__WHAT YOU WILL DO__: The answer should consist of every line of the material, repeated verbatim.

__EXERCISE DATA__:
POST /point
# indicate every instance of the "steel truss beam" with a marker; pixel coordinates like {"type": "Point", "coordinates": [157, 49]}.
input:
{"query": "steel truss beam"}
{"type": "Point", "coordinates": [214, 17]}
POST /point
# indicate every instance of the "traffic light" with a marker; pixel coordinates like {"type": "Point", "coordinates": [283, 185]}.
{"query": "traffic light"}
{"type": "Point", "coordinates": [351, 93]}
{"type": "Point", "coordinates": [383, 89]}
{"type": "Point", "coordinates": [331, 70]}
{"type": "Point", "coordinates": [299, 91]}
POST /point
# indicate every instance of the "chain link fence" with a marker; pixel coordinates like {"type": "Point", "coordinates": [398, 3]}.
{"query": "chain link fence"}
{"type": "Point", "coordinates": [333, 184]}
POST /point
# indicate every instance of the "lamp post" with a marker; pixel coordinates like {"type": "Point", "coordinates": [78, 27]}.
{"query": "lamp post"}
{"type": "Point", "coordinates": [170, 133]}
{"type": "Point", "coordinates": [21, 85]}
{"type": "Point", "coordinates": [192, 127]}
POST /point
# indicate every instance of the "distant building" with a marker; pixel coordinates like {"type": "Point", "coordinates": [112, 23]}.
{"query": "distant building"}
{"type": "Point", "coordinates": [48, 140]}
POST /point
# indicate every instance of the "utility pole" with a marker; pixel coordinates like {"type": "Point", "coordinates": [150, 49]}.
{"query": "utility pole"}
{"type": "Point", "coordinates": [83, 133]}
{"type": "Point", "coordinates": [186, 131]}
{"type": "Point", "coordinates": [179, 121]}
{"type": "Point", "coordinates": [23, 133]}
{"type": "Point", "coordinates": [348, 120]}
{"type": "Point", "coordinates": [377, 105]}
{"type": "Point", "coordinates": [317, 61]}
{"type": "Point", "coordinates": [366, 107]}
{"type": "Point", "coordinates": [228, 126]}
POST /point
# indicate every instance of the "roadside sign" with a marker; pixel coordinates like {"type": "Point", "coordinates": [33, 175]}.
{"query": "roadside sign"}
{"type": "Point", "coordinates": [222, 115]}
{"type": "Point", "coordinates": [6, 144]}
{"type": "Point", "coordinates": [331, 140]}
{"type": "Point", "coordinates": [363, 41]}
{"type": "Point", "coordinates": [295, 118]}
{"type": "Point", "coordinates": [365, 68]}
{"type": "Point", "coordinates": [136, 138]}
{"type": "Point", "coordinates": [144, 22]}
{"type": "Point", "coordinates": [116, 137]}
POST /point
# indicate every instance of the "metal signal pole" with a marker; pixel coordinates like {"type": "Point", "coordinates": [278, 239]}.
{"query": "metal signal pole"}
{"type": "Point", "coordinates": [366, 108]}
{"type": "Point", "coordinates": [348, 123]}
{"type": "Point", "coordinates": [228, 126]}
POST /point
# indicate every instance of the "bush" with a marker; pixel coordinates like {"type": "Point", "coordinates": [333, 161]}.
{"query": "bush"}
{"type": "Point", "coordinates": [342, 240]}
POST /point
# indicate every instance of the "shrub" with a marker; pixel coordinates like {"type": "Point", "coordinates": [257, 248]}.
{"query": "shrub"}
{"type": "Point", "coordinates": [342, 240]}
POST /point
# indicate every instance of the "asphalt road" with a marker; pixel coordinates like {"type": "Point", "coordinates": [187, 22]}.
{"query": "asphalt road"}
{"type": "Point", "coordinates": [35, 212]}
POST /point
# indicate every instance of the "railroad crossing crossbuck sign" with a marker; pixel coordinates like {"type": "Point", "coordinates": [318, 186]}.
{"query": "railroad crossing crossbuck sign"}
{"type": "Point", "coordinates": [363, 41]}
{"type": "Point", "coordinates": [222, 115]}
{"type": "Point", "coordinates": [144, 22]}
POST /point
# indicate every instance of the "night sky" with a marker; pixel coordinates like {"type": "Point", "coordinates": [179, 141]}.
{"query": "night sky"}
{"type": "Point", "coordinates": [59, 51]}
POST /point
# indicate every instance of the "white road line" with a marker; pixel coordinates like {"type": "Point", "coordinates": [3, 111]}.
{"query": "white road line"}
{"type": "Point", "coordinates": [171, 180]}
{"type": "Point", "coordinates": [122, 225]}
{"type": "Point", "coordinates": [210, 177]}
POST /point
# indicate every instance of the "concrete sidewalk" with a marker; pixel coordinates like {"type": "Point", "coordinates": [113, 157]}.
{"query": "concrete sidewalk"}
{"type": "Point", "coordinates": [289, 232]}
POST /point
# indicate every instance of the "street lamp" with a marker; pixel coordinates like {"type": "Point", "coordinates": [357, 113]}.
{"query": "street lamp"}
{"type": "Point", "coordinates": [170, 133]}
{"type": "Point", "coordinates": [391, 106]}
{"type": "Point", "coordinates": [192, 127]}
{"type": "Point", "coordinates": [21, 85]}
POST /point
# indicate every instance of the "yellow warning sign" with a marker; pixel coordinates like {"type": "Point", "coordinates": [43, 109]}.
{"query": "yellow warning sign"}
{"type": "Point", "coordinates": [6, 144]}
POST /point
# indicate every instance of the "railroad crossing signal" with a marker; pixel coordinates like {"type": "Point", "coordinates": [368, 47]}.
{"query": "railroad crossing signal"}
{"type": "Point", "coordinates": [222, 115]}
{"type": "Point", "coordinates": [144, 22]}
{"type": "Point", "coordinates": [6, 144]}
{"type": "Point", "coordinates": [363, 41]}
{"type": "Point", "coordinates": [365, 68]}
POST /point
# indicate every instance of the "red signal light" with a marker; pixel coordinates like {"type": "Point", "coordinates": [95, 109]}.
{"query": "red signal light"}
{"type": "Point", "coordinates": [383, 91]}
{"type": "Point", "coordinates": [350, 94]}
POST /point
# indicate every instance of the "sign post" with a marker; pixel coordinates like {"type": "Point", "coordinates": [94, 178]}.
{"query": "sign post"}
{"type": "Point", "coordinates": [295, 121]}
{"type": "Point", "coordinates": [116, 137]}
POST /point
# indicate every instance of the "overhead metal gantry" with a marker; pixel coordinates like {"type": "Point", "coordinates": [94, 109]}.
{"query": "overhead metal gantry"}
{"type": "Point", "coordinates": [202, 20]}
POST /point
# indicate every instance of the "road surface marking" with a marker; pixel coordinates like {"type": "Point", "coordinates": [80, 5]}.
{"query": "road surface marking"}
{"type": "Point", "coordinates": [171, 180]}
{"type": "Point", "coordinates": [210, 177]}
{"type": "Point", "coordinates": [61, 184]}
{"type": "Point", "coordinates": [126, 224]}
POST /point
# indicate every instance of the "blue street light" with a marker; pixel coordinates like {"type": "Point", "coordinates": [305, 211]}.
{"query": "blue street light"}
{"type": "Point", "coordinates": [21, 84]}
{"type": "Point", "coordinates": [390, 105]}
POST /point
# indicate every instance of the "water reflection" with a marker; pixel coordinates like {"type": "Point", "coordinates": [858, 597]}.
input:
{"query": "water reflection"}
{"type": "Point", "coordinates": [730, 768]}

__EXPECTED OUTPUT__:
POST /point
# indicate every instance of the "steel truss beam" with a marker; pixel coordinates like {"type": "Point", "coordinates": [157, 49]}.
input:
{"query": "steel truss beam"}
{"type": "Point", "coordinates": [214, 17]}
POST /point
# indicate every instance of the "traffic light" with a marker; pixel coordinates like {"type": "Point", "coordinates": [283, 185]}.
{"query": "traffic light"}
{"type": "Point", "coordinates": [351, 93]}
{"type": "Point", "coordinates": [383, 89]}
{"type": "Point", "coordinates": [331, 70]}
{"type": "Point", "coordinates": [299, 91]}
POST /point
# indicate every instance of the "chain link fence" with a marker; pixel coordinates like {"type": "Point", "coordinates": [398, 3]}.
{"query": "chain link fence"}
{"type": "Point", "coordinates": [333, 184]}
POST /point
# indicate every instance of the "lamp post" with a marker; pixel coordinates like {"type": "Point", "coordinates": [78, 27]}.
{"query": "lamp post"}
{"type": "Point", "coordinates": [170, 133]}
{"type": "Point", "coordinates": [21, 85]}
{"type": "Point", "coordinates": [192, 127]}
POST /point
# indicate every instance of the "distant building" with a marker; pixel coordinates like {"type": "Point", "coordinates": [112, 23]}.
{"query": "distant building"}
{"type": "Point", "coordinates": [48, 140]}
POST /point
# indicate every instance of the "utility pole" with a marker; pixel coordinates like {"type": "Point", "coordinates": [150, 49]}.
{"query": "utility pole"}
{"type": "Point", "coordinates": [83, 133]}
{"type": "Point", "coordinates": [186, 131]}
{"type": "Point", "coordinates": [179, 121]}
{"type": "Point", "coordinates": [23, 133]}
{"type": "Point", "coordinates": [348, 120]}
{"type": "Point", "coordinates": [377, 105]}
{"type": "Point", "coordinates": [317, 61]}
{"type": "Point", "coordinates": [366, 107]}
{"type": "Point", "coordinates": [228, 126]}
POST /point
# indicate every instance of the "roadside sign" with a marker; pixel coordinates like {"type": "Point", "coordinates": [33, 175]}.
{"query": "roadside sign"}
{"type": "Point", "coordinates": [222, 115]}
{"type": "Point", "coordinates": [6, 144]}
{"type": "Point", "coordinates": [331, 140]}
{"type": "Point", "coordinates": [363, 41]}
{"type": "Point", "coordinates": [295, 118]}
{"type": "Point", "coordinates": [365, 68]}
{"type": "Point", "coordinates": [136, 138]}
{"type": "Point", "coordinates": [144, 22]}
{"type": "Point", "coordinates": [116, 137]}
POST /point
# indicate every instance of the "metal signal pole" with a marker; pixel coordinates like {"type": "Point", "coordinates": [278, 239]}.
{"query": "metal signal pole"}
{"type": "Point", "coordinates": [366, 108]}
{"type": "Point", "coordinates": [348, 123]}
{"type": "Point", "coordinates": [228, 126]}
POST /point
# indicate every instance of the "bush" with a marker; pixel coordinates like {"type": "Point", "coordinates": [333, 161]}.
{"query": "bush"}
{"type": "Point", "coordinates": [342, 240]}
POST /point
# indicate every instance of the "shrub" with a marker; pixel coordinates like {"type": "Point", "coordinates": [257, 248]}.
{"query": "shrub"}
{"type": "Point", "coordinates": [342, 240]}
POST /point
# indicate every instance of the "asphalt road" with a marker; pixel coordinates like {"type": "Point", "coordinates": [187, 22]}.
{"query": "asphalt road"}
{"type": "Point", "coordinates": [35, 212]}
POST /point
# indicate every instance of the "railroad crossing crossbuck sign" with a marker; pixel coordinates like {"type": "Point", "coordinates": [318, 186]}.
{"query": "railroad crossing crossbuck sign"}
{"type": "Point", "coordinates": [363, 41]}
{"type": "Point", "coordinates": [222, 115]}
{"type": "Point", "coordinates": [144, 22]}
POST /point
# indicate every instance of the "night sky" with a marker; pixel coordinates like {"type": "Point", "coordinates": [179, 141]}.
{"query": "night sky"}
{"type": "Point", "coordinates": [59, 51]}
POST /point
# indicate every instance of the "white road line" with a marker; pixel coordinates like {"type": "Point", "coordinates": [3, 111]}.
{"query": "white road line"}
{"type": "Point", "coordinates": [171, 180]}
{"type": "Point", "coordinates": [122, 225]}
{"type": "Point", "coordinates": [210, 177]}
POST /point
# indicate every instance of the "concrete sidewalk" with a marker; pixel coordinates like {"type": "Point", "coordinates": [113, 157]}.
{"query": "concrete sidewalk"}
{"type": "Point", "coordinates": [289, 232]}
POST /point
# indicate every instance of the "street lamp" with a marker; pixel coordinates like {"type": "Point", "coordinates": [357, 113]}.
{"query": "street lamp"}
{"type": "Point", "coordinates": [170, 133]}
{"type": "Point", "coordinates": [391, 106]}
{"type": "Point", "coordinates": [192, 127]}
{"type": "Point", "coordinates": [21, 85]}
POST /point
# indicate every instance of the "yellow warning sign" with a marker; pixel coordinates like {"type": "Point", "coordinates": [43, 109]}.
{"query": "yellow warning sign"}
{"type": "Point", "coordinates": [6, 144]}
POST /point
# indicate every instance of the "railroad crossing signal" with a marker; pixel coordinates like {"type": "Point", "coordinates": [368, 47]}.
{"query": "railroad crossing signal"}
{"type": "Point", "coordinates": [222, 115]}
{"type": "Point", "coordinates": [144, 22]}
{"type": "Point", "coordinates": [6, 144]}
{"type": "Point", "coordinates": [363, 41]}
{"type": "Point", "coordinates": [365, 68]}
POST /point
# indicate every instance of the "red signal light" with a marker; pixel coordinates like {"type": "Point", "coordinates": [95, 109]}.
{"query": "red signal light"}
{"type": "Point", "coordinates": [383, 91]}
{"type": "Point", "coordinates": [350, 94]}
POST /point
# indicate every instance of the "sign post" with a marker; pixel coordinates like {"type": "Point", "coordinates": [94, 178]}.
{"query": "sign post"}
{"type": "Point", "coordinates": [295, 121]}
{"type": "Point", "coordinates": [116, 137]}
POST /point
# indicate every instance of the "overhead metal gantry" with a marker; pixel coordinates like {"type": "Point", "coordinates": [94, 109]}.
{"query": "overhead metal gantry"}
{"type": "Point", "coordinates": [202, 20]}
POST /point
# indicate every instance of the "road surface marking" with a marker; pixel coordinates like {"type": "Point", "coordinates": [80, 5]}.
{"query": "road surface marking"}
{"type": "Point", "coordinates": [171, 180]}
{"type": "Point", "coordinates": [210, 177]}
{"type": "Point", "coordinates": [61, 184]}
{"type": "Point", "coordinates": [126, 224]}
POST /point
# indicate every instance of the "blue street light" with a marker; pixel coordinates like {"type": "Point", "coordinates": [305, 211]}.
{"query": "blue street light"}
{"type": "Point", "coordinates": [21, 84]}
{"type": "Point", "coordinates": [390, 105]}
POST /point
# indicate every instance of the "water reflection" with a marker; pixel coordinates like {"type": "Point", "coordinates": [858, 597]}.
input:
{"query": "water reflection"}
{"type": "Point", "coordinates": [730, 768]}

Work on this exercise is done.